■ **Records shown**:
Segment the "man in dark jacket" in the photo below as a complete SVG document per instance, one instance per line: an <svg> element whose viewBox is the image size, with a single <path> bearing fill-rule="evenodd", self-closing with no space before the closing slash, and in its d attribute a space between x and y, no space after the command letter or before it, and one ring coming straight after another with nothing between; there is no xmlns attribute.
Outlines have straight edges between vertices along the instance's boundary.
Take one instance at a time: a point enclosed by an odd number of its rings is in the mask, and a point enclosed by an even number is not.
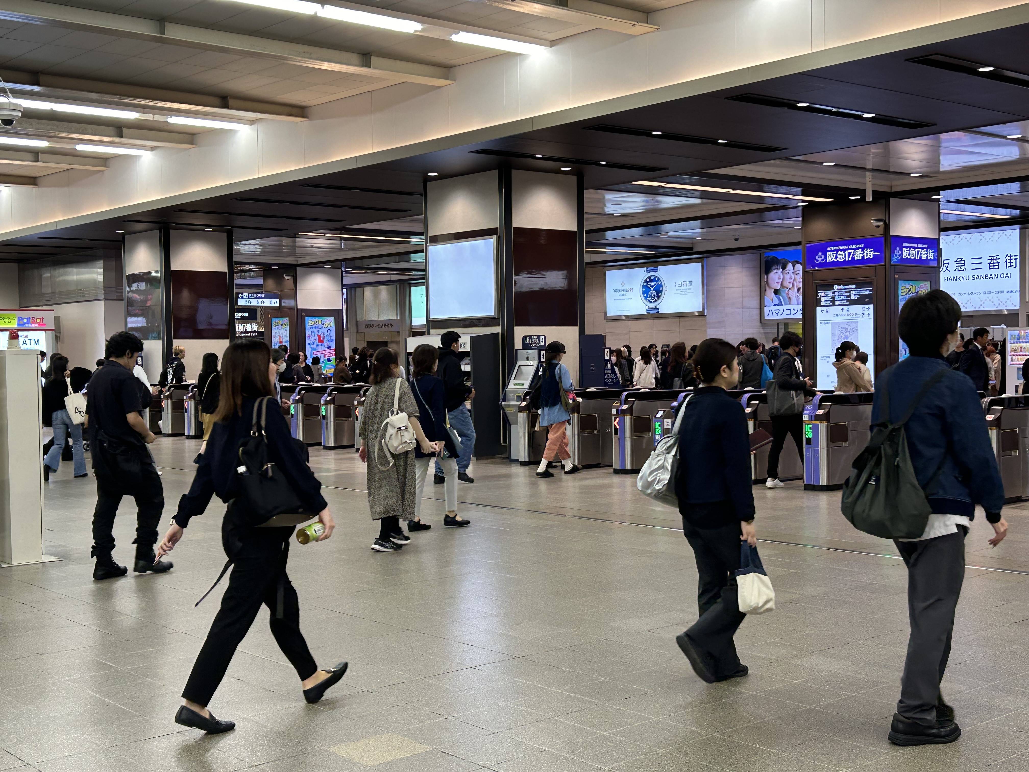
<svg viewBox="0 0 1029 772"><path fill-rule="evenodd" d="M950 370L945 354L958 338L961 307L947 292L915 295L900 309L898 331L909 356L880 375L872 423L899 421L930 379L904 425L908 451L931 515L916 539L897 540L908 566L911 638L900 681L900 700L889 739L897 745L953 742L961 735L939 681L947 668L954 612L964 578L964 541L975 504L993 526L996 547L1007 533L1000 517L1004 486L975 390ZM979 339L985 329L977 329ZM980 354L982 356L982 353ZM883 393L889 392L889 415Z"/></svg>
<svg viewBox="0 0 1029 772"><path fill-rule="evenodd" d="M986 344L990 341L990 330L977 327L971 334L971 345L965 345L958 370L971 379L978 391L990 393L990 367L986 363Z"/></svg>
<svg viewBox="0 0 1029 772"><path fill-rule="evenodd" d="M468 476L471 465L471 454L475 450L475 427L471 423L471 414L465 407L467 399L475 397L475 390L464 382L464 372L461 370L461 355L458 354L461 336L450 329L439 336L439 362L436 364L436 377L441 379L447 389L446 407L451 427L461 438L461 453L457 458L457 479L464 483L474 483ZM432 482L443 484L443 468L436 461Z"/></svg>
<svg viewBox="0 0 1029 772"><path fill-rule="evenodd" d="M747 350L740 355L740 388L759 389L761 387L761 373L765 372L765 357L757 353L756 338L748 338L743 342Z"/></svg>

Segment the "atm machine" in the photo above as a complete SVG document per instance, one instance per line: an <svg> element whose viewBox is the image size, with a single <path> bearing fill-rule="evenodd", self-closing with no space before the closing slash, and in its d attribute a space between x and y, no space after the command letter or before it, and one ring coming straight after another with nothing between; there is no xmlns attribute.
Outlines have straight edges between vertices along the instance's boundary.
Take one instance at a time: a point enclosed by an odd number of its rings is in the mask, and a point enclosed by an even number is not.
<svg viewBox="0 0 1029 772"><path fill-rule="evenodd" d="M507 420L507 460L518 461L520 447L519 405L525 392L533 386L539 375L540 353L536 349L518 349L514 351L514 366L511 369L507 386L504 389L504 399L500 408Z"/></svg>

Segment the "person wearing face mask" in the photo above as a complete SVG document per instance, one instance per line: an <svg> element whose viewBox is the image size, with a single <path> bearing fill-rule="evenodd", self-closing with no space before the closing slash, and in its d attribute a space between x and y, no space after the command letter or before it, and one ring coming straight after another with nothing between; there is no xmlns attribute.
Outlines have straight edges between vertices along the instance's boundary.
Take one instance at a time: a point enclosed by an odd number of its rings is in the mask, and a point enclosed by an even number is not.
<svg viewBox="0 0 1029 772"><path fill-rule="evenodd" d="M837 391L852 394L855 391L872 391L872 381L854 361L857 355L857 344L844 341L837 347L836 361L832 366L837 371Z"/></svg>

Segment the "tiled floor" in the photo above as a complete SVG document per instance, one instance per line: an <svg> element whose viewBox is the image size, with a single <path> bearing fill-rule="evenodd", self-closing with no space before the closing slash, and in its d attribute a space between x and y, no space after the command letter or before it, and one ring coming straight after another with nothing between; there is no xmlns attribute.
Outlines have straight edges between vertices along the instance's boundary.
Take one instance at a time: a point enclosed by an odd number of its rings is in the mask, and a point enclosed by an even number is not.
<svg viewBox="0 0 1029 772"><path fill-rule="evenodd" d="M163 523L198 446L154 446ZM898 749L886 730L904 571L890 545L843 520L838 493L755 489L778 607L741 628L750 676L706 686L673 640L696 617L691 554L676 514L634 478L537 480L480 462L475 484L459 485L470 528L442 529L432 501L433 529L381 555L356 456L316 449L312 465L339 528L294 543L290 574L316 658L350 661L325 700L304 703L262 612L211 705L237 730L180 731L178 695L218 604L220 590L193 608L224 559L221 510L193 521L172 572L94 583L95 491L68 465L46 486L47 549L64 560L0 570L0 770L1029 770L1025 507L1006 511L1013 533L997 550L985 523L969 535L979 567L945 683L964 735ZM133 527L127 502L122 562Z"/></svg>

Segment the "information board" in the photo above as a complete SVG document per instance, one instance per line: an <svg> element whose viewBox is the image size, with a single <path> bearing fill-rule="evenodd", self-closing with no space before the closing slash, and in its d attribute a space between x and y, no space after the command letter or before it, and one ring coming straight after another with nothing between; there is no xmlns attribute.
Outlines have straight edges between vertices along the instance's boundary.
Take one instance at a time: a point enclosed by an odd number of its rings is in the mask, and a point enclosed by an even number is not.
<svg viewBox="0 0 1029 772"><path fill-rule="evenodd" d="M875 311L871 281L815 285L815 384L836 388L837 347L844 341L868 354L868 370L876 372Z"/></svg>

■ **Task**: Put the whole listing above into a two-column CSV with the header prompt_text,answer_svg, one row per prompt_text and its matching answer_svg, each in one double-quoted field with line breaks replaced by spaces. Leave the pictures out.

■ **Written solution**:
prompt_text,answer_svg
"Segment the ""man in dark jacket"" in the photo below as a complete SVG document per instance, one instance per line: an <svg> element whose viewBox is the image size, with a single <path> bearing fill-rule=""evenodd"", self-closing with no space before the closing slash, and in its d attribute a space between x and y, no space after the command letter or before it, and one ring coming straight after another with nothing between; there is no xmlns attribute. Outlines have straight edges between vertices along the instance's boundary. Take one instance at a time: a point enclosed by an odd number of its rings is in the mask, and a point enclosed by an even number is not.","<svg viewBox=""0 0 1029 772""><path fill-rule=""evenodd"" d=""M950 370L945 354L958 338L961 307L947 292L915 295L900 309L898 331L909 356L880 375L872 423L899 421L930 379L904 425L908 451L931 515L916 539L897 540L908 566L911 638L900 681L900 700L889 739L897 745L953 742L961 735L939 681L947 668L954 612L964 578L964 541L975 504L993 526L996 547L1007 533L1000 517L1004 486L975 390ZM979 339L985 329L977 329ZM980 354L982 356L982 353ZM883 393L889 392L889 415Z""/></svg> <svg viewBox=""0 0 1029 772""><path fill-rule=""evenodd"" d=""M986 344L990 341L990 330L977 327L971 334L971 345L965 345L958 370L971 379L978 391L990 393L990 367L986 363Z""/></svg> <svg viewBox=""0 0 1029 772""><path fill-rule=""evenodd"" d=""M468 476L471 465L471 454L475 450L475 427L471 423L471 414L465 407L467 399L475 397L475 390L464 382L464 372L461 370L461 355L458 354L461 336L450 329L439 336L439 362L436 364L436 377L441 379L447 389L446 407L451 427L461 438L461 453L457 458L457 479L464 483L474 483ZM432 482L443 484L443 468L436 461Z""/></svg> <svg viewBox=""0 0 1029 772""><path fill-rule=""evenodd"" d=""M747 350L740 355L740 388L759 389L761 387L761 373L765 372L765 357L757 353L756 338L748 338L743 342Z""/></svg>"
"Segment the ""atm machine"" in the photo above as a complete SVG document per instance, one instance per line: an <svg> element whose viewBox is the image size, with a single <path> bearing fill-rule=""evenodd"", self-closing with no space before the closing slash, and in its d attribute a space between x and y, no space after the command letter or before it, and one ring coming straight after another with nothing between; there is no xmlns attribute. Outlines have straight edges between vertices along the instance's boundary. Take one instance at a time: a point enclosed by an odd number of its rings is in the mask, and a point enclosed by an even number is not.","<svg viewBox=""0 0 1029 772""><path fill-rule=""evenodd"" d=""M507 420L507 460L518 461L520 447L519 405L525 392L533 386L539 375L540 353L536 349L518 349L514 351L514 366L511 369L507 386L504 389L504 399L500 408Z""/></svg>"
"Segment the ""person wearing face mask"" in the photo above as a complete SVG document per instance, one instance per line: an <svg> element whose viewBox is the image size, with a single <path> bearing fill-rule=""evenodd"", self-closing with no space before the closing slash, and in its d attribute a space between x and y, no space after the command letter or before it, and one ring coming straight after another with nothing between; there is no xmlns attribute. Outlines have straight edges between vertices along the instance's boundary. Take one instance at a time: a point enclosed by an odd number of its rings is in the mask, and a point enclosed by an even number is not.","<svg viewBox=""0 0 1029 772""><path fill-rule=""evenodd"" d=""M837 391L852 394L855 391L872 391L872 381L854 361L857 355L857 344L844 341L837 347L836 361L832 366L837 371Z""/></svg>"
"Segment the ""tiled floor"" in the photo above as a complete SVG document per instance, one instance per line: an <svg> element whose viewBox is the image size, with a single <path> bearing fill-rule=""evenodd"", self-closing with no space before the closing slash, and in its d attribute a space between x and y, no space after the command letter or before it, and one ring coming straight after another with nothing between; there is no xmlns attribute. Outlines have straight edges between vertices along the instance's boundary. Take one instance at a time: a point enclosed by an odd number of its rings is in the mask, and a point enclosed by an even number is not.","<svg viewBox=""0 0 1029 772""><path fill-rule=""evenodd"" d=""M163 523L198 446L154 446ZM898 749L886 730L904 571L890 545L843 520L838 493L755 489L778 607L741 628L750 676L706 686L673 640L696 617L691 554L676 514L634 478L537 480L480 462L475 484L459 485L470 528L442 529L432 501L433 529L381 555L356 456L316 449L312 465L339 528L294 543L290 574L316 658L350 661L325 700L304 703L262 612L211 705L237 730L180 731L178 695L218 604L220 590L193 608L224 559L221 510L193 521L172 572L94 583L95 491L68 465L46 486L47 549L64 560L0 570L0 770L1029 770L1025 507L1006 511L1013 533L997 550L985 523L969 535L979 567L945 683L964 735ZM133 527L127 502L122 562Z""/></svg>"
"Segment the ""information board"" in the photo above as a complete SVG document per instance, one instance per line: an <svg> element whose viewBox is the image size, with a single <path> bearing fill-rule=""evenodd"", self-closing with no space before the closing slash, and in its d attribute a space between x and y, no space after the command letter or before it, and one ring coming straight after another with nothing between; there is no xmlns attribute. Outlines have straight edges between vertices along the instance's boundary. Take one instance at a time: a point enclosed by an odd number of its rings is in the mask, and a point enclosed by an even number is not.","<svg viewBox=""0 0 1029 772""><path fill-rule=""evenodd"" d=""M875 311L871 281L815 285L815 384L836 388L837 347L844 341L868 354L868 370L876 372Z""/></svg>"